Your objective: Duplicate the entire faerie houses text word for word.

Supplied text:
[start]
Mindfulness Meets Playfulness: A Gallery of Faerie Houses

As we age, the pressure to settle down and turn serious builds. Doesn’t play keep us healthy and encourage awareness?

A faerie house is a miniature structure crafted and/or placed outdoors to shelter real or imaginary creatures. An old stump or a hole in a tree can provide an ideal place for a tiny person to take up residence. This is a traditional craft along the Atlantic seacoast of Maine, where these houses are often made from sustainable, natural materials, including shells, seeds, leaves, rocks, bark and feathers. In the spirit of mindfulness, care is often taken to use things that are already dead and fallen or that won’t be harmed by being part of the faerie house.The structure should be friendly to spiritual and animal occupants, not merely eye candy for human beings. Some designs do incorporate broken pottery, recycled bottles and various man made materials. If you are interested, you can buy a kit or a pre-fab model online, but the experience is so much richer if you collect your own materials and design your own architecture. This is also a great way to learn about your environment and pick up some design, landscaping and construction skills.
[end]
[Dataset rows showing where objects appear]
[start]
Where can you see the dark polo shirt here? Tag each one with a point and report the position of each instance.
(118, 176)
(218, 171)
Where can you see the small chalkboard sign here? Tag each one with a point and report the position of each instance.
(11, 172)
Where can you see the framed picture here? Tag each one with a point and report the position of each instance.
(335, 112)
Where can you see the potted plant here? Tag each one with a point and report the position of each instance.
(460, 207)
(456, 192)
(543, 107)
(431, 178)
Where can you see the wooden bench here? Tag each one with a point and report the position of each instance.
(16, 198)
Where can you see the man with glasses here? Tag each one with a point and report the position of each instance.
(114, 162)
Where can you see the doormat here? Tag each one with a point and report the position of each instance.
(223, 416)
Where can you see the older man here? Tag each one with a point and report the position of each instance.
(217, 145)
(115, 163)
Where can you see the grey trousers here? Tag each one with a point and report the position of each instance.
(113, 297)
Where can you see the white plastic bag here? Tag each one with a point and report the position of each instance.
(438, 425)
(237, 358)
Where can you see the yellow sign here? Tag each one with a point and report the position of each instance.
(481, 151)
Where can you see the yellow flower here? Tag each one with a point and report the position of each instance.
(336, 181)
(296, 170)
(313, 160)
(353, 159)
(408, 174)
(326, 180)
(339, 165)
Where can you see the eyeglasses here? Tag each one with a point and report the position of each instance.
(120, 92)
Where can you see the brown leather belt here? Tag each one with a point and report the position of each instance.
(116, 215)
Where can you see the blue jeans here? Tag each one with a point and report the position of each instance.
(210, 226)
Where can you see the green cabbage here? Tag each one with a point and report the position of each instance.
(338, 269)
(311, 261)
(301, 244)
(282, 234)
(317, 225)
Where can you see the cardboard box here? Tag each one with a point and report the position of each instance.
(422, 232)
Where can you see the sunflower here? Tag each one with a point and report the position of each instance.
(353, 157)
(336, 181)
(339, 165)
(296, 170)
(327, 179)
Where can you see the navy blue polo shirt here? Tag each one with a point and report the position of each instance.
[end]
[start]
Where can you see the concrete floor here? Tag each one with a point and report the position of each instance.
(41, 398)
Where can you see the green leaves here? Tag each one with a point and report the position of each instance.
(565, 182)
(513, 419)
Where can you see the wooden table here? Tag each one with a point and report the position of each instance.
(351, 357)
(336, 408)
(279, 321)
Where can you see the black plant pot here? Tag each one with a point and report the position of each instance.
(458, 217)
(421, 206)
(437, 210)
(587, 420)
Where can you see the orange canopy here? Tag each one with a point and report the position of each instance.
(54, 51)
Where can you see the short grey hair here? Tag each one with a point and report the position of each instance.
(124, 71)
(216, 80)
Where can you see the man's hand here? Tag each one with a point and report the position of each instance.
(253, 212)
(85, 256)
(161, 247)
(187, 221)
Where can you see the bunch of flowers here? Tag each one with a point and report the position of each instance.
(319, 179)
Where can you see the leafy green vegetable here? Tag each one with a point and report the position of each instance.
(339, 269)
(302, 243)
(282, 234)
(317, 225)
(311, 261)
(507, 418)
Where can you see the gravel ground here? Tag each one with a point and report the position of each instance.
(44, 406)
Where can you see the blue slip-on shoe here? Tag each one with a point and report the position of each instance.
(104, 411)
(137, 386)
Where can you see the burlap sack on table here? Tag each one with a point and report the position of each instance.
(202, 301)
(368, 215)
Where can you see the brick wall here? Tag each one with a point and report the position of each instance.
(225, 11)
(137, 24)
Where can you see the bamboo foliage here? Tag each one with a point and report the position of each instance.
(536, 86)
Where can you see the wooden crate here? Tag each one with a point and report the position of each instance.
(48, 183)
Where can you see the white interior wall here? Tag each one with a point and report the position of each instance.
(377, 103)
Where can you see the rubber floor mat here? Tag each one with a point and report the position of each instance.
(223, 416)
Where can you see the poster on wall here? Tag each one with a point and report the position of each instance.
[end]
Problem solution:
Mindfulness Meets Playfulness: A Gallery of Faerie Houses

As we age, the pressure to settle down and turn serious builds. Doesn’t play keep us healthy and encourage awareness?

A faerie house is a miniature structure crafted and/or placed outdoors to shelter real or imaginary creatures. An old stump or a hole in a tree can provide an ideal place for a tiny person to take up residence. This is a traditional craft along the Atlantic seacoast of Maine, where these houses are often made from sustainable, natural materials, including shells, seeds, leaves, rocks, bark and feathers. In the spirit of mindfulness, care is often taken to use things that are already dead and fallen or that won’t be harmed by being part of the faerie house.The structure should be friendly to spiritual and animal occupants, not merely eye candy for human beings. Some designs do incorporate broken pottery, recycled bottles and various man made materials. If you are interested, you can buy a kit or a pre-fab model online, but the experience is so much richer if you collect your own materials and design your own architecture. This is also a great way to learn about your environment and pick up some design, landscaping and construction skills.